**EXERCISE PROMPT:**
Reproduce each of the following records verbatim, preserving every line.

**MATERIAL SHOWN:**
/---

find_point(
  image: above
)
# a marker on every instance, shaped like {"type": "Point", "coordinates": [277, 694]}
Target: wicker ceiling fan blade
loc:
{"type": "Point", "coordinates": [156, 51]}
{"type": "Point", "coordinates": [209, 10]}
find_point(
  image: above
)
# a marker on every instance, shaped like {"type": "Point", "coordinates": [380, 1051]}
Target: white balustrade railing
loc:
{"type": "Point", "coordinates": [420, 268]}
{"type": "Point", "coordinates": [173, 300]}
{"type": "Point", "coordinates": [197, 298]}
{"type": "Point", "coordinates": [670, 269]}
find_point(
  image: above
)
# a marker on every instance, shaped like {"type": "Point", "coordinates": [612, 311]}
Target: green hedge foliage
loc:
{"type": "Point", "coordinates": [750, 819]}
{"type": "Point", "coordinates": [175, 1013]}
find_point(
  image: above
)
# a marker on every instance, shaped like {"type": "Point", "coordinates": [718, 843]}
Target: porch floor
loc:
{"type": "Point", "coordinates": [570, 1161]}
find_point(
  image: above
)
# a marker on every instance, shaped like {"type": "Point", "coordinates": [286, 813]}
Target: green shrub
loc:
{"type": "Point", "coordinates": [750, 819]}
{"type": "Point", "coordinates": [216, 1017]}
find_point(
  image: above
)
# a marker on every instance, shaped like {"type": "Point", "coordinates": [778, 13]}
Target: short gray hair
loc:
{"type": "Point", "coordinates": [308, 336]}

\---

**CORRECT RESPONSE:**
find_point(
  image: above
)
# a marker on every instance, shaped like {"type": "Point", "coordinates": [277, 694]}
Target: wicker ceiling fan blade
loc:
{"type": "Point", "coordinates": [156, 51]}
{"type": "Point", "coordinates": [209, 10]}
find_point(
  image: above
)
# a marker on every instance, shaped like {"type": "Point", "coordinates": [380, 1051]}
Target: white balustrade railing
loc:
{"type": "Point", "coordinates": [420, 268]}
{"type": "Point", "coordinates": [173, 300]}
{"type": "Point", "coordinates": [197, 298]}
{"type": "Point", "coordinates": [670, 269]}
find_point(
  image: above
)
# a marker on every instance, shaped like {"type": "Point", "coordinates": [612, 311]}
Target: green hedge foliage
loc:
{"type": "Point", "coordinates": [750, 819]}
{"type": "Point", "coordinates": [175, 1013]}
find_point(
  image: above
)
# a marker on every instance, shaped like {"type": "Point", "coordinates": [718, 843]}
Target: porch floor
loc:
{"type": "Point", "coordinates": [570, 1161]}
find_point(
  image: above
)
# a marker on every instance, shaped like {"type": "Point", "coordinates": [286, 813]}
Target: green shrub
loc:
{"type": "Point", "coordinates": [750, 819]}
{"type": "Point", "coordinates": [216, 1017]}
find_point(
  image: above
)
# a marker on every instance, shaped like {"type": "Point", "coordinates": [778, 13]}
Target: short gray hair
loc:
{"type": "Point", "coordinates": [308, 336]}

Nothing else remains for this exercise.